> **Written instruction**: Reproduce each line of the material below verbatim, omitting the picture from your reply.

#### Data shown

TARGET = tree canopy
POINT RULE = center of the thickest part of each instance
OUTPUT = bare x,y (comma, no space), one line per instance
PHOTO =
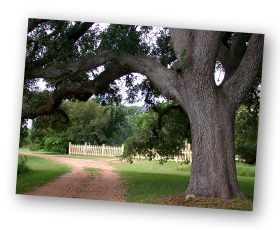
66,55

########

> **Reply**:
TARGET = tree canopy
POINT RULE = center of the thickest part of each instance
OUTPUT = bare x,y (comma, no space), one line per instance
PHOTO =
66,55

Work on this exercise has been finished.